» Text to read
++++++++++++++++++++
# Water Quality (again)



## Father_Java (Apr 24, 2013)

Could someone knowledgeable on water quality comment on the following please:

Calcium 38mg

Magnesium 12mg

Potassium 2.5mg

Sodium 8mg

Bicarbonate 135mg

Chloride 12mg

Sulphate 14mg

Nitrate 5mg

Dry residue at 180c 219mg

pH at source 7.8

I have been using this in my machine ( 8 litres so far) but am now beginning to wonder if it is any good as far as scale buildup is concerned.... it tastes OK to my non trained pallet.

Thanks


----------



## fluffles (Sep 4, 2012)

I think the Bicarbonate looks a bit high and may give you scale issues.

@Xpenno is your man


----------



## Xpenno (Nov 12, 2012)

Yup, it's very good for scale buildup and not great for taste.


----------



## S-Presso (Jun 22, 2013)

What about this?:

mg per litre

Calcium 18.0

Magnesium 4.5

Potassium 0.8

Sodium 12.0

Bicarbonate 39.0

Sulphate 17.5

Nitrate 7.8

Fluoride less than 0.1

Chloride 26.0

Dry Residue at 180C 110.0

pH at source 6.7

Coffee tastes great!
++++++++++++++++++++
» Data supplied
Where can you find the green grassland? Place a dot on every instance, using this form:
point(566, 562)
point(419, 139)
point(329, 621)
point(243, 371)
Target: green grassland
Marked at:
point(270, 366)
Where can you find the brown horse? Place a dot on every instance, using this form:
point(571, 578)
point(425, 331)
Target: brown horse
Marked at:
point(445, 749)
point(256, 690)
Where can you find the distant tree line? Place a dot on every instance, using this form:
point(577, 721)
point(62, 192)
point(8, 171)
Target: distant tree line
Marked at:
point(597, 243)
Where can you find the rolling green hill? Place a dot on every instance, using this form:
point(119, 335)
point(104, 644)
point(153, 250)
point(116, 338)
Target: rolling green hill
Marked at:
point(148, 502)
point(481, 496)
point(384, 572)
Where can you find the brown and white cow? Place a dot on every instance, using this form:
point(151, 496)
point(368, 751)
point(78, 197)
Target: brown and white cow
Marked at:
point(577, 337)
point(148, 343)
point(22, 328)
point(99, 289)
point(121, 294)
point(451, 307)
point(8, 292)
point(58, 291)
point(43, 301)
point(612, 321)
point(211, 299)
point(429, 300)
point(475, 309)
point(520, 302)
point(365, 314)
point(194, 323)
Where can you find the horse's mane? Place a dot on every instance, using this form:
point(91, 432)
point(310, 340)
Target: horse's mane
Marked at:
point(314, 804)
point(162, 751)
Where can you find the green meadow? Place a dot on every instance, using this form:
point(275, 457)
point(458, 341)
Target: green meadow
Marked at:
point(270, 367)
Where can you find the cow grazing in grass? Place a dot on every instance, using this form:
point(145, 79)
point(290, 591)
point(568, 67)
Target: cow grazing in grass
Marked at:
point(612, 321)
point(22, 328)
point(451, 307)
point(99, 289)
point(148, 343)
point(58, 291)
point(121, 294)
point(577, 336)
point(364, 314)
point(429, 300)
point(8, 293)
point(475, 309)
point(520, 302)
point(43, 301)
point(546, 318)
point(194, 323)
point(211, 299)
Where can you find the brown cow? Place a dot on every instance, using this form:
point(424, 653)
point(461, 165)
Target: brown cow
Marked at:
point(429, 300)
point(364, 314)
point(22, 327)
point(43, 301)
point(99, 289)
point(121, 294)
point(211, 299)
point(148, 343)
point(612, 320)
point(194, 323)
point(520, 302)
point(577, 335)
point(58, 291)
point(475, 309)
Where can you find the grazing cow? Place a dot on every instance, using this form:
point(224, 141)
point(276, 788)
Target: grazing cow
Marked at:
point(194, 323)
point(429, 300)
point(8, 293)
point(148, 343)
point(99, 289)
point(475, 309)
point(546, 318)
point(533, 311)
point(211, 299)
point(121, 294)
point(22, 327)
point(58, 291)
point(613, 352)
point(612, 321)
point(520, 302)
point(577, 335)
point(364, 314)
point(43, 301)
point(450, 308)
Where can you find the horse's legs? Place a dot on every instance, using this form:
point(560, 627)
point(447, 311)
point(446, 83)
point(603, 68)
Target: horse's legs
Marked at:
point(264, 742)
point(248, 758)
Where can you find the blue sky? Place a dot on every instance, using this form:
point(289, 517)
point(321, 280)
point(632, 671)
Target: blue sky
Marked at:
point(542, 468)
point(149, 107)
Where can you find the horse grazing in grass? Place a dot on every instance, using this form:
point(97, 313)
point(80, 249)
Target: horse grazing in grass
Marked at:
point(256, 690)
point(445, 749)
++++++++++++++++++++
» Exercise requirements
• A. In the water quality thread, how many liters of the water had Father_Java used in the machine so far?
• B. Write a continuation of the water quality thread, picking up after its final post.

» Answers given
• A. 8 liters.

• B.
----------



## MWJB (Feb 28, 2012)

S-Presso said:


> What about this?:
> 
> mg per litre
> 
> ...


That looks like Essential Waitrose, which along with Volvic (or even a mix of the 2) is popular.


----------



## Father_Java (Apr 24, 2013)

Lidl Own Brand Still Water, 17 pence for a 2 litre bottle !!!


----------



## MWJB (Feb 28, 2012)

Father_Java said:


> Lidl Own Brand Still Water, 17 pence for a 2 litre bottle !!!


I'm assuming this relates to the water in the OP, not S-Presso's?


----------



## Father_Java (Apr 24, 2013)

MWJB said:


> I'm assuming this relates to the water in the OP, not S-Presso's?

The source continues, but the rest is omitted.